Wymagania zadania: Proszę sformatować wiersze wszystkich pozycji jako tabelę Markdown z kolumnami „Nr” (numer wiersza) i „Treść” (sam wiersz), z pominięciem pustych wierszy. Obrazy należy wyłączyć z odpowiedzi.

Materiał do ćwiczenia:
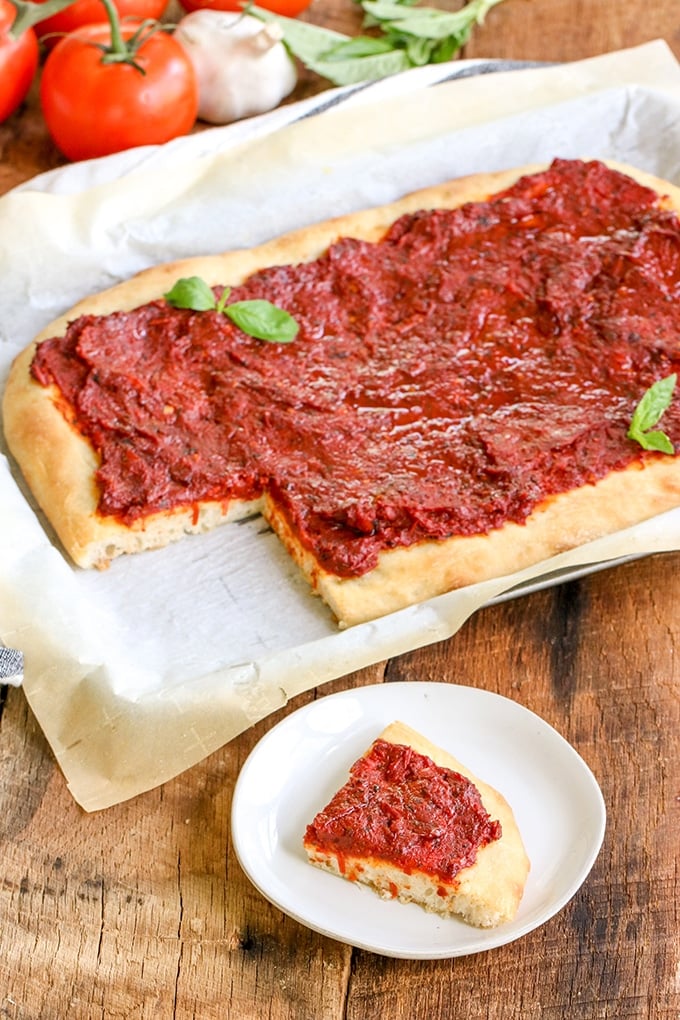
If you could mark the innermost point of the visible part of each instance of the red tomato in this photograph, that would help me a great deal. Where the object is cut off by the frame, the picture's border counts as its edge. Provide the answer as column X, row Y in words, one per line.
column 89, row 11
column 289, row 8
column 93, row 108
column 18, row 61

Wynik:
| Nr | Treść |
|---|---|
| 1 | If you could mark the innermost point of the visible part of each instance of the red tomato in this photograph, that would help me a great deal. Where the object is cut off by the frame, the picture's border counts as its edge. Provide the answer as column X, row Y in words, one per line. |
| 2 | column 89, row 11 |
| 3 | column 289, row 8 |
| 4 | column 93, row 108 |
| 5 | column 18, row 61 |